» **Requirement 1**:
In the column on vaccine diplomacy, how many diplomatic protests against China did the Department of Foreign Affairs say it had filed last Monday?
» **Requirement 2**:
Copy everything in the column on vaccine diplomacy from "And yet I felt" down to "get that vaccine.", swapping "anger" for "frustration".

» **Given passage**:
If all goes well, this week I will benefit directly from vaccine diplomacy. My feelings about that are a little complicated.
These are not as complicated as what the defense secretary or the foreign affairs secretary have to deal with, obviously. In April, Defense Secretary Delfin Lorenzana remarked that more than 40 Chinese vessels ought to leave Julian Felipe Reef in the West Philippine Sea. The month before that, Rappler’s Jairo Bolledo reported that as many as 183 Chinese vessels, some of them associated with the Chinese maritime militia, had surrounded the island.
Just last Monday, the Department of Foreign Affairs said it had filed two diplomatic protests against China, one over the “unauthorized and lingering presence” of Chinese Coast Guard vessels in Philippine waters. Before that, the often-colorful Foreign Affairs Secretary Teodoro Locsin Jr. tweeted: “China, my friend, how politely can I put it? Let me see...O...GET THE F*** OUT. What are you doing to our friendship? You. Not us. We’re trying.”
Both officials were sending the right signals, I thought. And then last Friday, I found out that I was on the list of individuals who had been approved to receive a first Sinovac dose this coming week. Since the vaccines were procured using taxpayers’ funds, I know I don’t have to feel indebted to China’s state-owned pharmaceutical industry or its government’s policy of either donating or selling vaccines to nearly a hundred countries in need of these vaccines.
And yet I felt less inclined to read more about the ongoing Chinese incursions into Philippine waters or to retweet some expression of anger provoked by it. I really want to get that vaccine.

Stored items from a collection
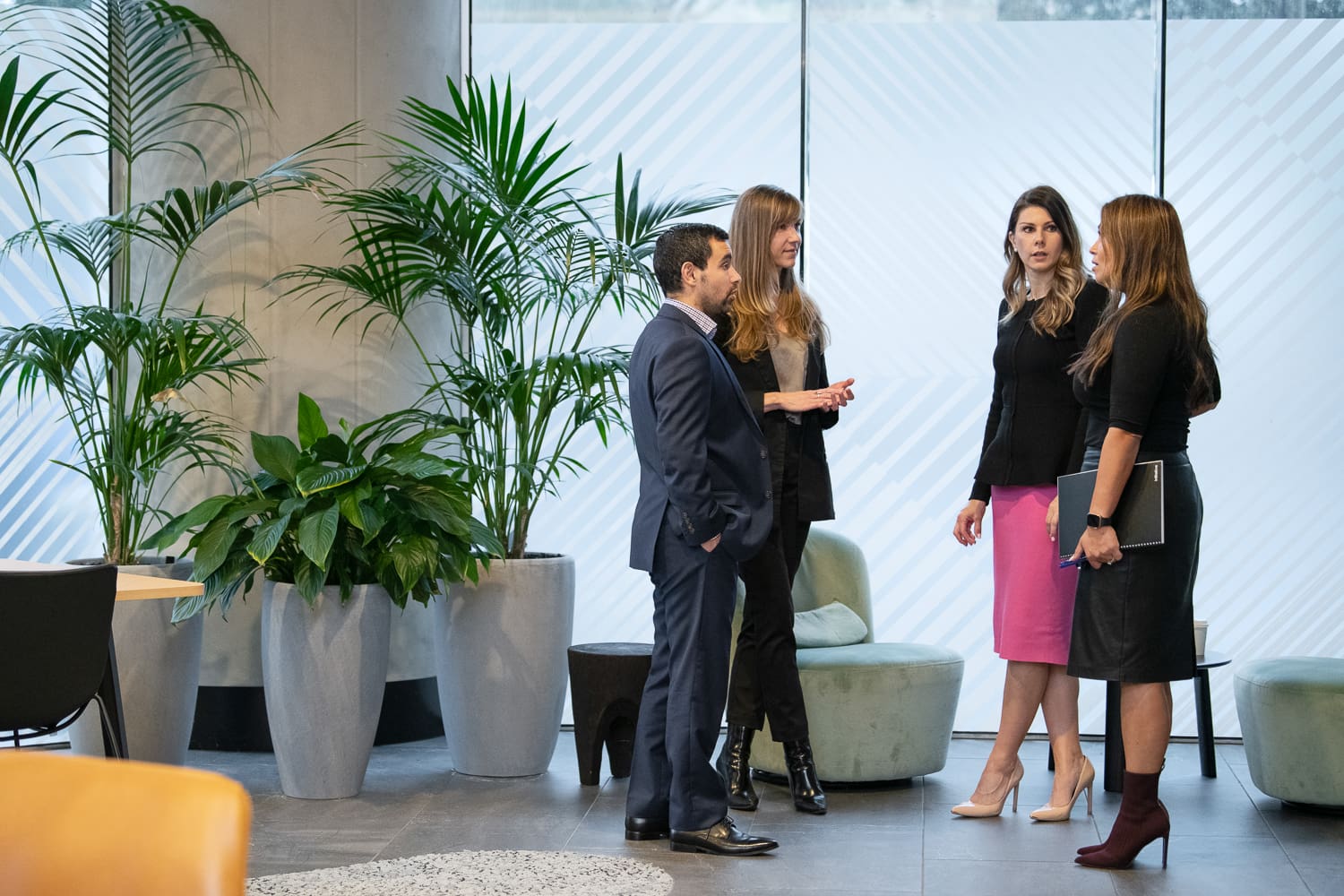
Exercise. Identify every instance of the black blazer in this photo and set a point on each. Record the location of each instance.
(757, 378)
(1037, 426)
(703, 461)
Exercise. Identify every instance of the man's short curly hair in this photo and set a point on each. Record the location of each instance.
(679, 245)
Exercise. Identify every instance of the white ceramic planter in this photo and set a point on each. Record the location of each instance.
(500, 649)
(324, 669)
(158, 669)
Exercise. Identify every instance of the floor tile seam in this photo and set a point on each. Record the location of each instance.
(583, 818)
(405, 826)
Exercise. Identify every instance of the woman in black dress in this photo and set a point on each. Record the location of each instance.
(774, 343)
(1147, 371)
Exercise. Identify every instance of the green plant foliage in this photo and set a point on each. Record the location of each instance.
(354, 506)
(124, 359)
(483, 220)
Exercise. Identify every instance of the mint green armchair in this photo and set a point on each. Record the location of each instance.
(1292, 713)
(875, 711)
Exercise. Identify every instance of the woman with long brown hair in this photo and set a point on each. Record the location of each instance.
(1147, 371)
(1032, 435)
(774, 343)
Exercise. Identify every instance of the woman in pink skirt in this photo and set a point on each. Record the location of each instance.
(1034, 435)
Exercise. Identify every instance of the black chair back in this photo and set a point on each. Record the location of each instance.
(56, 627)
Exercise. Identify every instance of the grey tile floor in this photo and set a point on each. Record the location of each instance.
(1228, 839)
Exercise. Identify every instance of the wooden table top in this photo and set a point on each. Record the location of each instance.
(129, 586)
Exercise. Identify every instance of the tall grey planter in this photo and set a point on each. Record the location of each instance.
(500, 649)
(323, 669)
(158, 669)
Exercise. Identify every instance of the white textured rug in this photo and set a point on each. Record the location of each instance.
(475, 874)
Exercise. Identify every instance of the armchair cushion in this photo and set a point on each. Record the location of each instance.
(832, 625)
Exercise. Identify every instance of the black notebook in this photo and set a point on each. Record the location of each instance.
(1139, 519)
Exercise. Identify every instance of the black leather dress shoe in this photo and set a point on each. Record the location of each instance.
(645, 828)
(722, 839)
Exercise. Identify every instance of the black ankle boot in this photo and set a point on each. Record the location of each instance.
(803, 778)
(734, 770)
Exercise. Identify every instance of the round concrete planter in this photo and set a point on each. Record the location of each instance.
(323, 670)
(158, 669)
(502, 665)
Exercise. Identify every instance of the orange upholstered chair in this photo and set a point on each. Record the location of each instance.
(78, 825)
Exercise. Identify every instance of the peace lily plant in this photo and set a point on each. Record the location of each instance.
(488, 223)
(359, 505)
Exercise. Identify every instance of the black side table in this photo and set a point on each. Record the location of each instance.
(607, 683)
(1113, 775)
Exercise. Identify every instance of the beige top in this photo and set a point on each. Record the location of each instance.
(790, 366)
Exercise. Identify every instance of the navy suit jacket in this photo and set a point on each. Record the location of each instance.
(704, 469)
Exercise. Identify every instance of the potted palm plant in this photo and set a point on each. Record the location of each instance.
(134, 366)
(486, 222)
(343, 525)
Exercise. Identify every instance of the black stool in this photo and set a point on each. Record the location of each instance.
(607, 683)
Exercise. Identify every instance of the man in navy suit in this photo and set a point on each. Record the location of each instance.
(704, 505)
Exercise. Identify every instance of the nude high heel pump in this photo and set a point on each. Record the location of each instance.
(988, 810)
(1061, 813)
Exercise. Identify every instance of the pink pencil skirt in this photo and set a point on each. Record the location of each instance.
(1034, 598)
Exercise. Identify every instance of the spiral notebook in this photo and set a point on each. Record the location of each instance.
(1139, 519)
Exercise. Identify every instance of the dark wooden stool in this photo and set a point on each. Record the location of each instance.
(607, 683)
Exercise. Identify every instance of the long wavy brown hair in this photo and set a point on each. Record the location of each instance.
(769, 297)
(1056, 306)
(1147, 260)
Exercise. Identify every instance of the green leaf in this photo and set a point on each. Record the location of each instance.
(360, 514)
(414, 557)
(212, 547)
(277, 455)
(317, 533)
(319, 477)
(309, 579)
(185, 608)
(311, 424)
(175, 528)
(265, 538)
(331, 447)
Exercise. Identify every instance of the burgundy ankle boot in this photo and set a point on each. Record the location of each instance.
(1142, 818)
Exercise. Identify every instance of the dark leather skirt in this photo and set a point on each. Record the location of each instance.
(1133, 619)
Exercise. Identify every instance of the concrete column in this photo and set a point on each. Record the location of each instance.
(324, 64)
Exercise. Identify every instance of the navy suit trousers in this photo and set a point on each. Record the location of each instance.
(672, 774)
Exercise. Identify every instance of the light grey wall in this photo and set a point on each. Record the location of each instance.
(324, 64)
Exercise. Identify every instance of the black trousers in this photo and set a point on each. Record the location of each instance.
(765, 669)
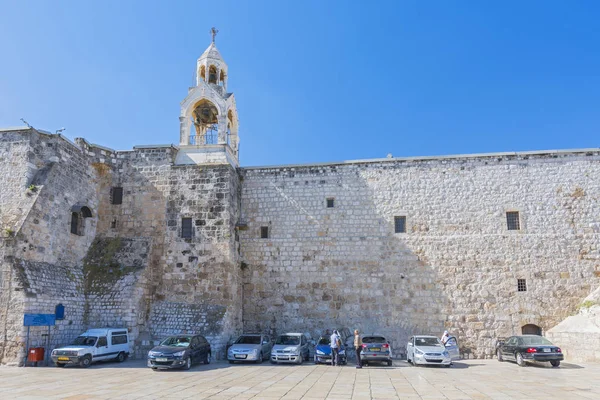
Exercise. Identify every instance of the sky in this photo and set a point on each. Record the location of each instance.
(315, 81)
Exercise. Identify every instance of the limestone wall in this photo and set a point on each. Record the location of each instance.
(455, 268)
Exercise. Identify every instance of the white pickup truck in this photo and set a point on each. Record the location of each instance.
(94, 345)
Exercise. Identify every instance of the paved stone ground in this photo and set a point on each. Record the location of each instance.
(472, 379)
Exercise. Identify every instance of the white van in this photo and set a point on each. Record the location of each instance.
(94, 345)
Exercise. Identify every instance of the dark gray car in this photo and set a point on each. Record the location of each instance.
(179, 352)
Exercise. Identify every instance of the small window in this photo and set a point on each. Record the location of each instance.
(116, 195)
(186, 228)
(400, 224)
(264, 232)
(121, 339)
(512, 221)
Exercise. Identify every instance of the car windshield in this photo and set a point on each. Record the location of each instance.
(85, 341)
(374, 339)
(427, 342)
(288, 340)
(177, 341)
(323, 340)
(248, 340)
(535, 341)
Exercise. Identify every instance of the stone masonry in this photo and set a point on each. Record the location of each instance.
(170, 239)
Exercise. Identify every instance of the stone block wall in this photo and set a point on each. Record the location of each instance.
(455, 268)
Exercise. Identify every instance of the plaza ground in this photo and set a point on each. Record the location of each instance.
(470, 379)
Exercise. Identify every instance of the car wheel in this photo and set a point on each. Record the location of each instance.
(86, 361)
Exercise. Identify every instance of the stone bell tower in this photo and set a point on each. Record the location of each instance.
(208, 120)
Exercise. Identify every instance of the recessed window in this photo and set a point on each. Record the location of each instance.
(116, 195)
(186, 228)
(264, 232)
(512, 221)
(400, 224)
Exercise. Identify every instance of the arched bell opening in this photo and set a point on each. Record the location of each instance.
(205, 120)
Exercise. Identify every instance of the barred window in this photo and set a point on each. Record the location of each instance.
(512, 221)
(116, 195)
(400, 224)
(186, 228)
(264, 232)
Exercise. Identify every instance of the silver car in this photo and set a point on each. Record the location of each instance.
(290, 348)
(250, 347)
(429, 350)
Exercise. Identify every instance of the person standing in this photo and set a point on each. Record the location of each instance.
(335, 348)
(357, 348)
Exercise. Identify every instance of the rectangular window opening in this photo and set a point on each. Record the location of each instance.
(116, 195)
(400, 224)
(264, 232)
(187, 231)
(512, 221)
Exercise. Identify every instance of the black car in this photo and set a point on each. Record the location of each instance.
(529, 348)
(179, 352)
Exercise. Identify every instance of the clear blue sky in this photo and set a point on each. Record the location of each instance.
(315, 81)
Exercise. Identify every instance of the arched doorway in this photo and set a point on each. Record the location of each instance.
(531, 329)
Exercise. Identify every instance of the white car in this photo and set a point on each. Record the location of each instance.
(94, 345)
(429, 350)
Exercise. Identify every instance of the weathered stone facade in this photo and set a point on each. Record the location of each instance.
(331, 256)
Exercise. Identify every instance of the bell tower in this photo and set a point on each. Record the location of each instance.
(208, 119)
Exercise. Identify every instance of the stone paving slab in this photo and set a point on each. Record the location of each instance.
(471, 379)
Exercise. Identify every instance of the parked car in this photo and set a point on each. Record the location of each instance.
(376, 348)
(180, 351)
(421, 350)
(529, 348)
(290, 348)
(323, 352)
(250, 347)
(94, 345)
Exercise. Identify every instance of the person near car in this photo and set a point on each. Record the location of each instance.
(445, 337)
(357, 347)
(335, 348)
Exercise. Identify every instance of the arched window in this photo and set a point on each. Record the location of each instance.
(212, 74)
(78, 215)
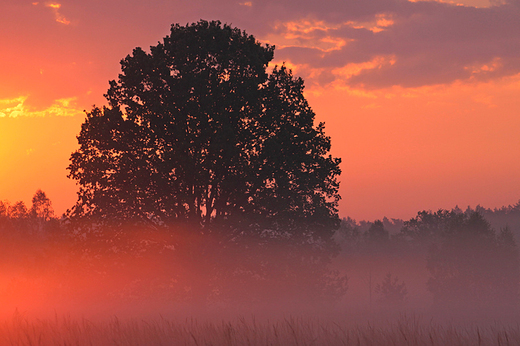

» **Your response 1**:
Two

» **Your response 2**:
And yet I felt less inclined to read more about the ongoing Chinese incursions into Philippine waters or to retweet some expression of frustration provoked by it. I really want to get that vaccine.